EXERCISE AIM: Rewrite the listing below, replacing "white blossom cluster" with "pale flower cluster" and leaving every other part unchanged.

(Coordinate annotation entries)
_ _ _
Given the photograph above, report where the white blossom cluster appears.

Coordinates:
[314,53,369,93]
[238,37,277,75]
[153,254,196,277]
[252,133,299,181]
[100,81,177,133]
_ _ _
SOLVED EXERCISE:
Given the photograph above, report where the pale flower cluster appears.

Coordinates:
[314,53,369,93]
[238,37,277,75]
[153,254,196,277]
[252,133,299,181]
[100,81,177,133]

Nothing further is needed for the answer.